WHAT YOU HAVE TO DO –
The expected answer is a bare count of the lines in the data below that contain "life".

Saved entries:
■ ■ ■ ■ ■
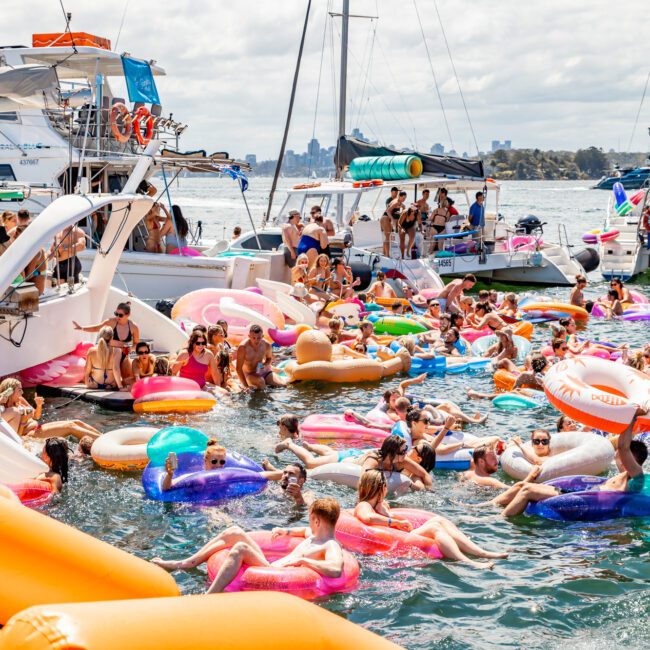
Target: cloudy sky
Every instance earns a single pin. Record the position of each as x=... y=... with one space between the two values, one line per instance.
x=548 y=73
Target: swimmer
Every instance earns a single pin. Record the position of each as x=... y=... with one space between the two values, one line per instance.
x=372 y=510
x=319 y=551
x=254 y=359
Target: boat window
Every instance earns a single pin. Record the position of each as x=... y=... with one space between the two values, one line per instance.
x=7 y=173
x=267 y=242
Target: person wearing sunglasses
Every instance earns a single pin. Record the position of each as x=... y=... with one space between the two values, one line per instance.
x=214 y=458
x=144 y=363
x=125 y=334
x=371 y=509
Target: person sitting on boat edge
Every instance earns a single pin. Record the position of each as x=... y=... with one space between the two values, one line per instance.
x=319 y=551
x=372 y=510
x=630 y=456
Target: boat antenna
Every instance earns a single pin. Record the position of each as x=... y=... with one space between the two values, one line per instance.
x=278 y=166
x=636 y=121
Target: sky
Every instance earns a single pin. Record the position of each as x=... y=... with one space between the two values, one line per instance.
x=549 y=74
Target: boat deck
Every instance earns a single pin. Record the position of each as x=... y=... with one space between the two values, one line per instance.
x=109 y=399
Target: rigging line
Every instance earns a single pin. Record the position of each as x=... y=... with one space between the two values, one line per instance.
x=320 y=71
x=433 y=73
x=453 y=67
x=119 y=31
x=636 y=121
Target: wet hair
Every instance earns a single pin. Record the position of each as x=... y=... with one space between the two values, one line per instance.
x=290 y=422
x=391 y=446
x=327 y=509
x=182 y=227
x=302 y=472
x=371 y=484
x=639 y=450
x=161 y=367
x=194 y=337
x=57 y=451
x=427 y=456
x=538 y=362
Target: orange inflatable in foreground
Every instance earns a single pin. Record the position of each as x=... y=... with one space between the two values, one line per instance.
x=45 y=561
x=599 y=393
x=245 y=621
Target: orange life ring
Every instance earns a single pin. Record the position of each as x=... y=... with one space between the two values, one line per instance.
x=143 y=114
x=120 y=110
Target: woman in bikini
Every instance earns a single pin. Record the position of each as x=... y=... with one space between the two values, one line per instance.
x=99 y=362
x=125 y=334
x=197 y=362
x=372 y=510
x=19 y=414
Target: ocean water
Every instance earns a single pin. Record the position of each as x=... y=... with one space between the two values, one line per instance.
x=579 y=584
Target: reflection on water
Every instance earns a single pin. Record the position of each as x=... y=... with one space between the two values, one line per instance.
x=580 y=583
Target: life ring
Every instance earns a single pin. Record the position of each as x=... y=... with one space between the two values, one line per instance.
x=143 y=114
x=572 y=452
x=123 y=449
x=301 y=581
x=601 y=394
x=123 y=134
x=356 y=536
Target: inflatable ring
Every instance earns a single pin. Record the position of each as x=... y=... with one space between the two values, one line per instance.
x=123 y=133
x=601 y=394
x=123 y=449
x=300 y=581
x=356 y=536
x=143 y=114
x=572 y=452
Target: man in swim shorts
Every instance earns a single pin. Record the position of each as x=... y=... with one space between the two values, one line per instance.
x=319 y=551
x=254 y=359
x=630 y=456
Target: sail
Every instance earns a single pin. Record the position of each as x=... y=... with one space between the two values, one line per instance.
x=350 y=148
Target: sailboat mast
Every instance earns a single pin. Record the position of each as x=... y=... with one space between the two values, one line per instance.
x=345 y=16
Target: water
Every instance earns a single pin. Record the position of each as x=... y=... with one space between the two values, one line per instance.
x=579 y=584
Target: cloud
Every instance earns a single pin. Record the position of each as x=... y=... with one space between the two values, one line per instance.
x=547 y=75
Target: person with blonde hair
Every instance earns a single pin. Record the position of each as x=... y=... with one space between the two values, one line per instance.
x=19 y=414
x=372 y=510
x=99 y=362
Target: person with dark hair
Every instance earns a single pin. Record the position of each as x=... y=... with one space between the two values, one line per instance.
x=372 y=510
x=254 y=361
x=175 y=231
x=55 y=456
x=630 y=456
x=319 y=551
x=197 y=362
x=485 y=462
x=125 y=334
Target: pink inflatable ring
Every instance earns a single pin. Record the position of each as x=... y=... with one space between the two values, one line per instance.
x=300 y=581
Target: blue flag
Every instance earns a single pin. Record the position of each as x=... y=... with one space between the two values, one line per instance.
x=139 y=81
x=236 y=174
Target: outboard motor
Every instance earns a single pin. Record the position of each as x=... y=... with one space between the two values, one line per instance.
x=589 y=259
x=530 y=225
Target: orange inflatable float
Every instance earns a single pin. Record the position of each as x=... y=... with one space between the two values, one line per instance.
x=599 y=393
x=45 y=561
x=246 y=621
x=315 y=361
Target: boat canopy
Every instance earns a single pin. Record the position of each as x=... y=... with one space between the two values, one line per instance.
x=349 y=148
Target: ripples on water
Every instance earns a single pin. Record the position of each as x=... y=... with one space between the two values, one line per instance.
x=584 y=584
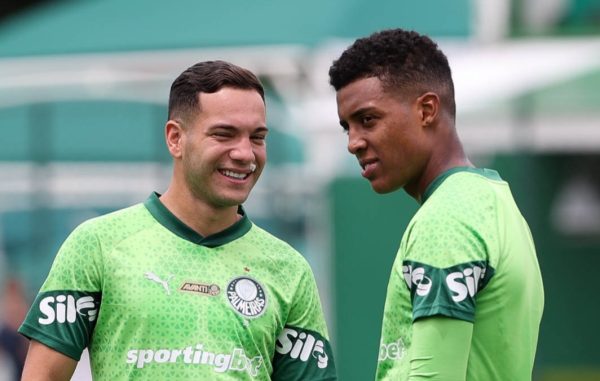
■ ■ ■ ■ ■
OUTPUT OF THE EXERCISE –
2